__Problem to solve__
Please say whether each statement agrees with the Supreme Court article below, answering yes or no and quoting the deciding words of the article. 1. Oral arguments in the Pledge of Allegiance case are at the end of March. 2. Most of the Guantanamo Bay detainees were picked up in Iraq. 3. A lower court found that the phrase "under God" does not make the pledge unconstitutional.
━━━ Passage shown ━━━
Big battles await Supreme Court

? Sometimes the work of the Supreme Court befits the court’s image as a stolid place. Quiet, plodding, even boring.

Not this year.

With the justices on their midwinter break and about half the term behind them, they already have signed off on a vast rewrite of the laws that govern money in politics. They surprised even close observers of the court by jumping headlong into disputes over the Pledge of Allegiance in public schools and how post Sept. 11-America deals with terrorism and security.

There are cases testing the limits of presidential secrecy and of civil rights protections for the disabled. One upcoming case revisits the tricky balance between free speech and the need to protect children from Internet smut.

Another case looks at patient rights to sue their health maintenance organizations. Cases now awaiting rulings include a church-state fight over scholarships for religious education, a look at the role of partisan politics in legislative redistricting and a privacy case about photos of the late Vince Foster, a former Clinton White House aide.

“There’s something for everybody in the term,” Pepperdine University constitutional law professor Douglas Kmiec said. “There are cases that are topical around the water cooler and there are cases that are significant in law school classrooms and everywhere in between.”

The Pledge of Allegiance case has grabbed the biggest headlines so far. Oral arguments are at the end of March.

A California atheist is challenging the constitutionality of the words “under God” that are part of the oath recited by generations of schoolchildren. A lower court agreed the phrase makes the pledge unconstitutional when led by a teacher in a public school classroom.

After batting away several cases that arose from the fight against terrorism, the court recently agreed to hear two major challenges to the Bush administration’s treatment of terrorism suspects. The court seems poised to add even a third terrorism case to its docket this spring, with rulings expected by July.

Other nations, including U.S. allies, are closely watching a case testing the legal rights of more than 650 foreigners held in open-ended military custody at the U.S. Navy base at Guantanamo Bay, Cuba.

Most of the detainees were picked up in Afghanistan and Pakistan. The U.S. government claims it may hold them until hostilities are over or until the military decides to try or release them.

A broader case questions the treatment of an American citizen captured on an Afghan battlefield and now held indefinitely in a military brig, without charges or trial.
━━━ Records shown ━━━
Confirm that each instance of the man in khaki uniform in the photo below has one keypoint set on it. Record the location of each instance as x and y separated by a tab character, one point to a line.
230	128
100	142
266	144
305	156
━━━
__Output of the exercise__
1. Yes: "Oral arguments are at the end of March."
2. No: "Most of the detainees were picked up in Afghanistan and Pakistan."
3. No: "A lower court agreed the phrase makes the pledge unconstitutional when led by a teacher in a public school classroom."